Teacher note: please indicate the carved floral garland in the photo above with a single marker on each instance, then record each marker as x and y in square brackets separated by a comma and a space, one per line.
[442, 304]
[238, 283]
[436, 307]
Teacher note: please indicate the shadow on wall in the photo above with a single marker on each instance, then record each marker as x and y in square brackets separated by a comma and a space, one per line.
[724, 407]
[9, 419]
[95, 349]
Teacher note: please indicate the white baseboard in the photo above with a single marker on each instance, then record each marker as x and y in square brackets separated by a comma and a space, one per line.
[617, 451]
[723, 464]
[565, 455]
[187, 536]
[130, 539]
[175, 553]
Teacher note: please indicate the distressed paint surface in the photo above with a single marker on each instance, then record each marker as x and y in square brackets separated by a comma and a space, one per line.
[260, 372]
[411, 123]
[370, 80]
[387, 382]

——————

*TO BE DONE:*
Write out every record, exactly as written.

*WRITTEN SOLUTION:*
Teacher note: please indicate the carved floral garland in the photo above with a single marker on each instance, then record each marker as x and y in square brackets separated by a comma and a space, one per line.
[442, 304]
[238, 283]
[436, 307]
Teacher note: please indicate the shadow on wall in the photo above with a single marker on each instance, then record each marker as x and y in square brackets separated by a comma and a space, one per line.
[724, 407]
[9, 419]
[95, 349]
Teacher note: please indicate the white baseboard in the photo above with a single marker on each instance, then record each marker as x and y in square brackets separated by a comma and a space, one per line.
[617, 451]
[723, 464]
[565, 455]
[187, 536]
[130, 539]
[175, 553]
Teacher note: please indicate the distressed paint surface in the photo above with a single marker on each instance, then record each marker as x and y in square brackets separated by a comma and a space, one per line.
[260, 372]
[411, 123]
[370, 80]
[387, 382]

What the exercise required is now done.